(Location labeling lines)
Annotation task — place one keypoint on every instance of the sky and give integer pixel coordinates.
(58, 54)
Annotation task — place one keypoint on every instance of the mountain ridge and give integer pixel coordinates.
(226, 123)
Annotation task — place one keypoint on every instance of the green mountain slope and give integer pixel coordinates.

**Work to be completed:** Replace "keypoint" with "marker" in each of the lines above, and write out all the lines again with nothing else changed.

**Task result:**
Annotation task — place one marker on every instance of the sky and give integer pixel coordinates.
(58, 54)
Annotation task — place one marker on every instance of the mountain ridge and give integer pixel coordinates.
(226, 123)
Annotation task — place one marker on every instance of the green mountain slope and give integer pixel coordinates.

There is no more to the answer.